DOCUMENT EXCLUSIF. L’amiral Guillaud aurait-il dû démissionner ? (Par Jean Guisnel)

La réorganisation du ministère de la Défense suscite de sérieux mais discrets remous. Certains regrettent que le chef d’état-major des armées n’ait pas démissionné.

La réforme du ministère telle qu’elle est engagée par Jean-Yves Le Drian, à la suite d’un processus de réorganisation ayant pris plus d’un an, suscite en interne de fortes controverses. Pour une meilleure compréhension, nous avons décidé de publier l’intégralité de la lettre du ministre et des annexes, à l’exception de la quatorzième et dernière page, qui contient la liste de ses 21 destinataires (cliquez ici pour lire la lettre). Cette réforme, rappelons-le, a été souhaitée par Jean-Yves Le Drian, convaincu de sa nécessité bien avant de prendre ses fonctions. Elle a été conduite par un membre de son cabinet, qui a réuni à de très nombreuses reprises un groupe de travail – appelé L33 – auquel ont participé des dizaines de membres des cabinets civil et militaire du ministre de la Défense, ainsi que des officiers détachés par tous les états-majors, y compris l’état-major des armées, et tous les services du ministère. On se dit de ce fait totalement persuadé, dans l’entourage du ministre, que si cette réforme a fait l’objet de discussions, elle n’a suscité aucune opposition véritable. Divergence d’appréciation ou vraie opposition ?

Consigne :: Recopiez tel quel le passage du texte fourni qui va de « La réorganisation du » à « n’ait pas démissionné. », ces deux bouts compris. La liste provient d'une autre source que le texte fourni.

Liste fournie ::
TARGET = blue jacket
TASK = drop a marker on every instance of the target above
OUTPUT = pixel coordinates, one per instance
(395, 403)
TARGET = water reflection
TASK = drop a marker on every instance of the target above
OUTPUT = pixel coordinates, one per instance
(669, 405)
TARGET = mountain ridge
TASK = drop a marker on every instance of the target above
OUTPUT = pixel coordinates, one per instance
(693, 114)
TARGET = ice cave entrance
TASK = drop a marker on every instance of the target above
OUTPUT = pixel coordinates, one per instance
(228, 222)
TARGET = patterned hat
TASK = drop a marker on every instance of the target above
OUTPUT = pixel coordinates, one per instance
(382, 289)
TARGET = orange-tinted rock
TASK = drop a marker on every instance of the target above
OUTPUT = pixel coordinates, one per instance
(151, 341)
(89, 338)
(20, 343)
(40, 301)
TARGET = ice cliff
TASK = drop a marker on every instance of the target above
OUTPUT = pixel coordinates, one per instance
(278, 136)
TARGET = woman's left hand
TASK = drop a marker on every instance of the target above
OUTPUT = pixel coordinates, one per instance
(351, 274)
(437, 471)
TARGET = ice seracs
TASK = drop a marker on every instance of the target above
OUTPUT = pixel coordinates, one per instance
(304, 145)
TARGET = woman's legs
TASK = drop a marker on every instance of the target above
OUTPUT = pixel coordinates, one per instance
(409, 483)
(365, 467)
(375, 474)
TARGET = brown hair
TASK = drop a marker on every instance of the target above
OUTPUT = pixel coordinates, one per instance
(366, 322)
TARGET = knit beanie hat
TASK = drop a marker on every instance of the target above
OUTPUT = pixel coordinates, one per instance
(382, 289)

Réponse rédigée ::
La réorganisation du ministère de la Défense suscite de sérieux mais discrets remous. Certains regrettent que le chef d’état-major des armées n’ait pas démissionné.